### Source records
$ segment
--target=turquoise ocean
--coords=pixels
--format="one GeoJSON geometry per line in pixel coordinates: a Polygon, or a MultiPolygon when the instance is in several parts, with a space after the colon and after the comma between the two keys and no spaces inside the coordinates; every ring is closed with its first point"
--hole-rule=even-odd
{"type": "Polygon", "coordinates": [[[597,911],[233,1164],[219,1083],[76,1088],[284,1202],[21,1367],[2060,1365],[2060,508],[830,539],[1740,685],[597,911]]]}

### Exercise directions
Every piece of the data must be set down exactly. Omit nothing.

### Task answer
$ segment
--target=turquoise ocean
--coords=pixels
--format="one GeoJSON geometry per line in pixel coordinates: a Polygon, or a MultiPolygon when the instance is in several parts, with a space after the colon and after the comma between the two keys and no spaces inside the coordinates; every ring is closed with its first point"
--hole-rule=even-odd
{"type": "Polygon", "coordinates": [[[597,911],[233,1164],[219,1083],[76,1088],[284,1202],[21,1367],[2060,1365],[2060,508],[830,539],[1740,685],[597,911]]]}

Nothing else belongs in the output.